■ Objective ■
Reproduce every line of the data below verbatim, from beginning to end, changing nothing.

■ Extracted entries ■
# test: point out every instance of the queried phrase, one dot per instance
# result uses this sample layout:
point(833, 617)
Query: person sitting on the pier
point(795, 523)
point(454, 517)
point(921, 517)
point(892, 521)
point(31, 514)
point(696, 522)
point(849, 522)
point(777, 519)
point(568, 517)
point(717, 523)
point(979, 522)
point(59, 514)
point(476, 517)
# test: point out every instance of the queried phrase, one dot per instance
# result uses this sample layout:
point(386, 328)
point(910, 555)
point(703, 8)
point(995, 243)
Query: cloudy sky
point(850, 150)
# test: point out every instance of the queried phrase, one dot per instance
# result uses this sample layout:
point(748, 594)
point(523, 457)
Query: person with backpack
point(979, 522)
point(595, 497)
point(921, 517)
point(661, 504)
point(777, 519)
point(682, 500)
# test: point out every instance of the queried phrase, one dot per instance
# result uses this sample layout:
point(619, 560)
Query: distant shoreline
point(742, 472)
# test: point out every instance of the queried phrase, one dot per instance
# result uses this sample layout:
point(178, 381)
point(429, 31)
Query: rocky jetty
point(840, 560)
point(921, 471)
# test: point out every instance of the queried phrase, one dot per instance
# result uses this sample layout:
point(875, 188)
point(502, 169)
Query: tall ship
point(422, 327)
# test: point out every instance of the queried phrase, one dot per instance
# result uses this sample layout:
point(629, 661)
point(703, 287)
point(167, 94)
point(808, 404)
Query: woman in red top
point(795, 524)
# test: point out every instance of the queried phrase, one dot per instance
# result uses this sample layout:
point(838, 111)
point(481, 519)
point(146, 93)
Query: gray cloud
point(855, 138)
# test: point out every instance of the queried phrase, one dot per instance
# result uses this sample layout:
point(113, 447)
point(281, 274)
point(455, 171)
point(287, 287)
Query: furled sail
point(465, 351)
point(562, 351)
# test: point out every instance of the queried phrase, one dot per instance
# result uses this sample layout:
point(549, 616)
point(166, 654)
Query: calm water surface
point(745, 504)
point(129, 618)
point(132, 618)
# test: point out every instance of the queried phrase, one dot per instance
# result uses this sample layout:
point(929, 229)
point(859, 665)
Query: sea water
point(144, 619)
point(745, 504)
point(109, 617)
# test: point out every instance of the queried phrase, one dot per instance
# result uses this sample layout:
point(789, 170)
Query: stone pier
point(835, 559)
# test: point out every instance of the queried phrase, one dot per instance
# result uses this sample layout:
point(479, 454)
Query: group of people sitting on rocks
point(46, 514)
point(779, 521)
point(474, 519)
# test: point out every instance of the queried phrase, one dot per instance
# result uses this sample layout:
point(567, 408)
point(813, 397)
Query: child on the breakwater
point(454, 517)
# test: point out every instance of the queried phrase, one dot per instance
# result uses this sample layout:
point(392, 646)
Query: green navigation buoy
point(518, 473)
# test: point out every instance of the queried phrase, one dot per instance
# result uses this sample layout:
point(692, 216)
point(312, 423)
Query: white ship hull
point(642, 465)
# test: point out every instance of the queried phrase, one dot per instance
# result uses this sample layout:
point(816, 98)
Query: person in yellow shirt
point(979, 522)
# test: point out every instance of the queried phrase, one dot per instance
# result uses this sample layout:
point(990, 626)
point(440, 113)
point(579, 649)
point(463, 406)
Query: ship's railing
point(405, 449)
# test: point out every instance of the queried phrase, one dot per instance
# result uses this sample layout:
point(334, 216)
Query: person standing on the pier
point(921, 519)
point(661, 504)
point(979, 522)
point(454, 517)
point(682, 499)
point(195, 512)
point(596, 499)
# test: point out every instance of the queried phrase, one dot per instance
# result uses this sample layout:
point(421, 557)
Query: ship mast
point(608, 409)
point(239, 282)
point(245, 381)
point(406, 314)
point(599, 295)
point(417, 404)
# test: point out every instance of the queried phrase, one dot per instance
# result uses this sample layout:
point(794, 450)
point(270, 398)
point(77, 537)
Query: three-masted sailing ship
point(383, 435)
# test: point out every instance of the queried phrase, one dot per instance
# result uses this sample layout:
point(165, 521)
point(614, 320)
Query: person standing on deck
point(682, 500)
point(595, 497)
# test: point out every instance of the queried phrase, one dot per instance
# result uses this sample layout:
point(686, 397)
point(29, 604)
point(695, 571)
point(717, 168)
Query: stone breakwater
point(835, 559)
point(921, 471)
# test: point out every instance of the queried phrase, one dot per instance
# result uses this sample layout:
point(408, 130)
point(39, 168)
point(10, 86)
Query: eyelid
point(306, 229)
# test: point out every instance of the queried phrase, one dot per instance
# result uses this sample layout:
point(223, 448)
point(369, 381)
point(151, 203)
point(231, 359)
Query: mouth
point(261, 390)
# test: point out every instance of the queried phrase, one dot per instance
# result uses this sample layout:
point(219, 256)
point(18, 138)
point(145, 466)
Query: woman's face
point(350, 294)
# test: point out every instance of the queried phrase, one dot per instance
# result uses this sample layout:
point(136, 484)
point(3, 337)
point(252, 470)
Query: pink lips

■ Solution to the problem ■
# test: point out every instance of the queried phrase, one dot per instance
# result uses this sample layout:
point(833, 617)
Query: person sitting on the pier
point(795, 523)
point(454, 517)
point(921, 517)
point(892, 521)
point(31, 514)
point(696, 522)
point(849, 522)
point(777, 519)
point(568, 517)
point(717, 523)
point(979, 522)
point(59, 514)
point(476, 517)
# test: point out every instance of the queried phrase, one dot per instance
# result uses this sample layout:
point(386, 328)
point(910, 555)
point(703, 8)
point(995, 243)
Query: cloudy sky
point(850, 150)
# test: point out every instance of the queried phrase, one dot per instance
# result uses this sample layout:
point(748, 594)
point(523, 457)
Query: person with backpack
point(979, 522)
point(595, 497)
point(921, 517)
point(661, 504)
point(777, 519)
point(682, 500)
# test: point out every instance of the queried phrase, one dot per instance
# result uses this sample layout:
point(619, 560)
Query: distant shoreline
point(742, 472)
# test: point out every instance of the queried phrase, one dot per instance
# result uses this sample layout:
point(178, 381)
point(429, 31)
Query: rocky jetty
point(840, 560)
point(921, 471)
# test: point out every instance of the queried phrase, one dot per instance
# result uses this sample layout:
point(875, 188)
point(502, 169)
Query: tall ship
point(422, 327)
# test: point out every instance of the queried phrase, one dot per instance
# result uses this sample layout:
point(629, 661)
point(703, 287)
point(167, 94)
point(808, 404)
Query: woman in red top
point(795, 524)
# test: point out every instance of the queried phrase, one dot per instance
# result uses this sample layout:
point(838, 111)
point(481, 519)
point(146, 93)
Query: gray cloud
point(855, 138)
# test: point out every instance of the queried phrase, one dot per instance
# result uses this sample layout:
point(113, 447)
point(281, 274)
point(455, 171)
point(287, 287)
Query: furled sail
point(465, 351)
point(562, 351)
# test: point out every instance of the queried phrase, one dot per instance
# result uses this sample layout:
point(549, 616)
point(166, 654)
Query: calm water surface
point(745, 504)
point(129, 618)
point(132, 618)
# test: point out every instance of the queried phrase, one dot per instance
# result uses this sample layout:
point(929, 229)
point(859, 665)
Query: sea water
point(144, 619)
point(745, 504)
point(109, 617)
# test: point out every instance of the queried phrase, one dot per instance
# result uses this sample layout:
point(789, 170)
Query: stone pier
point(835, 559)
# test: point out every instance of the queried phrase, one dot per instance
# result uses this sample layout:
point(479, 454)
Query: group of people sitting on rocks
point(46, 514)
point(779, 521)
point(474, 519)
# test: point out every instance of the queried phrase, one dot per instance
# result uses this sample layout:
point(567, 408)
point(813, 397)
Query: child on the breakwater
point(454, 517)
# test: point out every instance of the queried phrase, one dot per instance
# result uses this sample layout:
point(392, 646)
Query: green navigation buoy
point(518, 473)
# test: point out every instance of the queried phrase, one dot per instance
# result uses this sample layout:
point(692, 216)
point(312, 423)
Query: white ship hull
point(642, 465)
# test: point out every instance of the queried phrase, one dot per instance
# result uses this sample layout:
point(816, 98)
Query: person in yellow shirt
point(979, 522)
# test: point out every instance of the queried phrase, one dot per instance
# result uses this sample layout:
point(990, 626)
point(440, 113)
point(579, 649)
point(463, 406)
Query: ship's railing
point(405, 449)
# test: point out every instance of the queried phrase, one dot per instance
# result uses this sample layout:
point(334, 216)
Query: person standing on the pier
point(921, 519)
point(661, 504)
point(979, 522)
point(454, 517)
point(682, 499)
point(195, 512)
point(596, 499)
# test: point out every instance of the queried phrase, one dot per instance
# result uses this sample layout:
point(421, 557)
Query: ship mast
point(608, 409)
point(239, 282)
point(245, 381)
point(406, 314)
point(599, 295)
point(417, 404)
# test: point out every instance of the queried phrase, one dot per instance
# result uses this sample layout:
point(794, 450)
point(270, 398)
point(77, 537)
Query: three-masted sailing ship
point(383, 435)
# test: point out every instance of the queried phrase, one dot per instance
# result uses this sample layout:
point(165, 521)
point(614, 320)
Query: person standing on deck
point(682, 500)
point(595, 497)
# test: point out every instance of the queried phrase, one dot per instance
# result uses this sample layout:
point(686, 397)
point(29, 604)
point(695, 571)
point(717, 168)
Query: stone breakwater
point(835, 559)
point(921, 471)
# test: point out every instance of the queried phrase, one dot per instance
# result uses this sample layout:
point(408, 130)
point(39, 168)
point(10, 86)
Query: eyelid
point(306, 229)
# test: point out every instance of the queried phrase, one dot per instance
# result uses this sample layout:
point(223, 448)
point(369, 381)
point(151, 203)
point(231, 359)
Query: mouth
point(261, 390)
# test: point out every instance of the queried phrase, one dot per instance
# result uses this sample layout:
point(219, 256)
point(18, 138)
point(145, 466)
Query: woman's face
point(350, 294)
# test: point out every instance of the queried phrase, one dot per instance
# result uses this sample layout:
point(136, 484)
point(3, 337)
point(252, 470)
Query: pink lips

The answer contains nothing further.